Task brief:
Starting with the line that contains "beak and supply the bounding box coordinates." and going on through the line that contains "[174,187,339,233]", recast the items below as a Markdown table with the columns Row and Text, one numbered row per line and no blank lines. Leave the pictures out.

Supplied information:
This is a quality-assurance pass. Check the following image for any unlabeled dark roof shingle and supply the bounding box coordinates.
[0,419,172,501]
* * *
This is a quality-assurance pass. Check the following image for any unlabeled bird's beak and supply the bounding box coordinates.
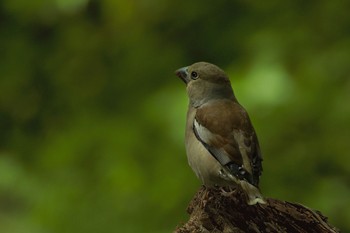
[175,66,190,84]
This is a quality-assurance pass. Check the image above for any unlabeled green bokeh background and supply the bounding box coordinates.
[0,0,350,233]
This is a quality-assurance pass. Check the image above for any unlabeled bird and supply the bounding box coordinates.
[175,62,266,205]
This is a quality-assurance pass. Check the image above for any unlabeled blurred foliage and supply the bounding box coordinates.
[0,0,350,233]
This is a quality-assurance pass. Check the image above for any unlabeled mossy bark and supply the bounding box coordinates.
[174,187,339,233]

Response to this task:
| Row | Text |
|---|---|
| 1 | This is a quality-assurance pass. Check the following image for any unlabeled bird's beak and supply the bounding box coordinates. |
| 2 | [175,66,190,84] |
| 3 | This is a quality-assurance pass. Check the image above for any unlabeled green bokeh background and supply the bounding box coordinates. |
| 4 | [0,0,350,233] |
| 5 | This is a quality-assurance pass. Check the image above for any unlabeled bird and supply the bounding box coordinates. |
| 6 | [175,62,266,205] |
| 7 | This is a quality-assurance pass. Check the image above for any unlabeled blurred foliage and supply the bounding box coordinates. |
| 8 | [0,0,350,233] |
| 9 | This is a quality-assurance pass. Check the image above for any unlabeled mossy bark and supply the bounding box coordinates. |
| 10 | [174,187,339,233] |